• Records supplied:
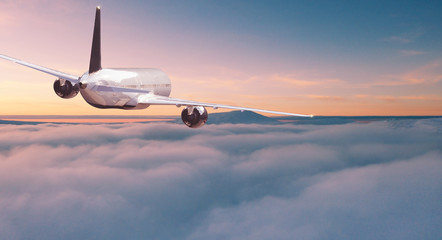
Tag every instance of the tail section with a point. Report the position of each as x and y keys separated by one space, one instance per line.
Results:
x=95 y=62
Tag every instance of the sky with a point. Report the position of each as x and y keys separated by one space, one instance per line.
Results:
x=379 y=180
x=312 y=57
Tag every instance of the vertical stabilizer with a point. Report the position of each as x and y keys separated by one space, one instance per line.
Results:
x=95 y=63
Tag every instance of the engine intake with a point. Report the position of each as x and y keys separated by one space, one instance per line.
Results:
x=194 y=117
x=65 y=90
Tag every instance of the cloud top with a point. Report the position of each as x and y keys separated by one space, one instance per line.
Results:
x=165 y=181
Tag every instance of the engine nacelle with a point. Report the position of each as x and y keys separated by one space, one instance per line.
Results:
x=194 y=117
x=65 y=90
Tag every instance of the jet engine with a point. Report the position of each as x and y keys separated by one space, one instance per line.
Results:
x=194 y=117
x=65 y=89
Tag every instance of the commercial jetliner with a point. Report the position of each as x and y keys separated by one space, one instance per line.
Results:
x=128 y=88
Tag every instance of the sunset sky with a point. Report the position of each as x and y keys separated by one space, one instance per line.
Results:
x=312 y=57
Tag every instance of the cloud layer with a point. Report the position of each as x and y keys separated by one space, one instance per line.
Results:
x=165 y=181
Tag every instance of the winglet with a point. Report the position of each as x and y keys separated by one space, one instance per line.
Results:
x=95 y=62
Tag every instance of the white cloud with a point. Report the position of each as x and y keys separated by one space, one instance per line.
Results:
x=165 y=181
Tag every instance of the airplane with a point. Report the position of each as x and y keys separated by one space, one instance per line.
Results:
x=128 y=88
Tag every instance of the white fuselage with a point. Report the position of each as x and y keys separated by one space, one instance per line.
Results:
x=99 y=89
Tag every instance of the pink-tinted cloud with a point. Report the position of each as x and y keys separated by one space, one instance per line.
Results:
x=163 y=180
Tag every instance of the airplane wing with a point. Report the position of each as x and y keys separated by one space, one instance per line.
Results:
x=160 y=100
x=71 y=78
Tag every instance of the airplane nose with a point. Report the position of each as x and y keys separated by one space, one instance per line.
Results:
x=82 y=85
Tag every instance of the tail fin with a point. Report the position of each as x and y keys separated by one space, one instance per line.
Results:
x=95 y=62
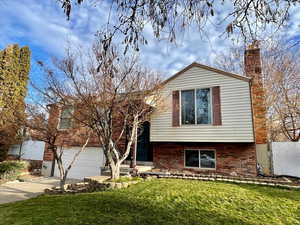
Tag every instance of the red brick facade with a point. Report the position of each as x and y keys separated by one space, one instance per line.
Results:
x=231 y=158
x=254 y=71
x=237 y=158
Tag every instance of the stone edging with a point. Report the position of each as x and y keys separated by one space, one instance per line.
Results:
x=90 y=186
x=239 y=180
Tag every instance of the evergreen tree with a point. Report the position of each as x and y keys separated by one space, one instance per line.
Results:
x=14 y=74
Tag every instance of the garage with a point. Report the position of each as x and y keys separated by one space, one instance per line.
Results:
x=87 y=164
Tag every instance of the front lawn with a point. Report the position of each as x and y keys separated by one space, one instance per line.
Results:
x=162 y=202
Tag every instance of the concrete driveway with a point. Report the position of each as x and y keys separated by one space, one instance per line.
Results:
x=16 y=191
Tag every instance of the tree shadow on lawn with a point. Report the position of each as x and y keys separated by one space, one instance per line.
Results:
x=108 y=208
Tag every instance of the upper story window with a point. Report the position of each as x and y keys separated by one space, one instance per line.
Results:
x=65 y=120
x=196 y=106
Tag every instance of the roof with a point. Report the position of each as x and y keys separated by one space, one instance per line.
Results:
x=195 y=64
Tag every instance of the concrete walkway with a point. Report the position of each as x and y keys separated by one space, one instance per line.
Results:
x=16 y=191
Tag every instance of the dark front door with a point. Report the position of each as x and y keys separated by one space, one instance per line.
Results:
x=144 y=149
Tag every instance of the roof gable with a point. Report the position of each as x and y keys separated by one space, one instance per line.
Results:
x=194 y=64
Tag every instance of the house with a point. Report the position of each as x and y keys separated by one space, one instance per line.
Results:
x=214 y=123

• What to produce:
Skipping the pictures, transcribe each line above exactly as it appears.

• Task solution:
Tag every instance of the tail section with a point. Report the position of each as x and y keys separated by one space, one instance per line.
Results:
x=95 y=62
Tag every instance of the sky with a point. Report the position of each as x and y keys separated by one space, one instance per line.
Results:
x=379 y=180
x=312 y=57
Tag every instance of the vertical stabilizer with a point. Report the position of each as x and y keys separated by one space, one instance per line.
Results:
x=95 y=63
Tag every instance of the engine intake with a point. Report the position of each as x and y keys separated by one space, one instance per line.
Results:
x=194 y=117
x=65 y=90
Tag every instance of the cloud top with a point. Report the position of each as x and y keys separated by one space, one instance per line.
Results:
x=165 y=181
Tag every instance of the engine nacelle with a point. Report the position of each as x and y keys separated by one space, one instance per line.
Results:
x=194 y=117
x=65 y=90
Tag every instance of the jet engine with a point. Report the position of each as x and y keys separated by one space, one instance per line.
Results:
x=194 y=117
x=65 y=89
Tag every instance of the commercial jetliner with a point. Report the position of each as x and y keys separated by one space, one instance per line.
Results:
x=128 y=88
Tag every instance of the sunset sky with a point. Report the position of each as x and y keys separated by one space, one instance per line.
Results:
x=312 y=57
Tag every instance of the cloud layer with a point. Report the position of each as x and y keys separated by one space, one instance per line.
Results:
x=165 y=181
Tag every instance of the winglet with a point. Report the position of each as x and y keys separated by one space, one instance per line.
Results:
x=95 y=62
Tag every instance of the white cloud with a point. Report the position of each as x and y keys separated by one space, one instance per line.
Results:
x=165 y=181
Tag every instance of the airplane with a point. Report the position of each as x and y keys separated by one space, one instance per line.
Results:
x=128 y=88
Tag every instance of the white fuselage with a point. Report the position of each as x and y keys separated by one space, one instance per line.
Results:
x=99 y=89
Tag every instance of the pink-tinted cloud with a point. Report the position of each as x and y keys separated by one space, one instance per line.
Results:
x=163 y=180
Tag every instance of the airplane wing with a point. Report the position of each as x and y keys separated by one space, one instance per line.
Results:
x=160 y=100
x=71 y=78
Tag every instance of the airplane nose with a point. Report the position of each as x and y keys separated by one space, one instance per line.
Results:
x=82 y=85
Tag every instance of the tail fin with a point. Report the position of each as x and y keys separated by one space, one instance per line.
Results:
x=95 y=62
Tag every instance of the red brick facade with a point. Report the position of each as x and y keys separated by one space, one instance per line.
Results:
x=231 y=158
x=254 y=71
x=237 y=158
Tag every instance of the stone edging with a point. Report the position of each as x and y keys separated by one space, one instance per line.
Results:
x=90 y=186
x=239 y=180
Tag every instance of the evergreen tree with a point. Report the position of each as x and y keys separated by one space, one instance per line.
Results:
x=14 y=74
Tag every instance of the garage with a point. Report the position of each as x and y keys separated by one space, one instance per line.
Results:
x=87 y=164
Tag every instance of the front lawn with a point. Report the position of each as x and y keys separated by one space, one instance per line.
Results:
x=162 y=202
Tag every instance of the concrete driveway with a point. Report the position of each as x and y keys separated by one space, one instance per line.
Results:
x=16 y=191
Tag every instance of the tree shadow on lawn with a point. Report the position of each as x and y keys separated by one space, one instance per line.
Results:
x=108 y=208
Tag every instance of the upper story window with a point. Report the position of each as x and y keys separated by one space, one instance per line.
Results:
x=65 y=120
x=196 y=106
Tag every instance of the roof with a point. Report the position of each as x and y keys separated by one space, one instance per line.
Results:
x=195 y=64
Tag every instance of the concrete walkway with a point. Report the position of each as x and y keys separated by one space, one instance per line.
Results:
x=16 y=191
Tag every instance of the dark front door with a point. Report the position of each as x and y keys separated by one space, one instance per line.
Results:
x=144 y=149
Tag every instance of the roof gable with a point. Report the position of each as x and y keys separated by one space, one instance per line.
Results:
x=194 y=64
Tag every instance of the house with a point. Report the position of each as x and y keys separated by one space, one instance per line.
Results:
x=214 y=123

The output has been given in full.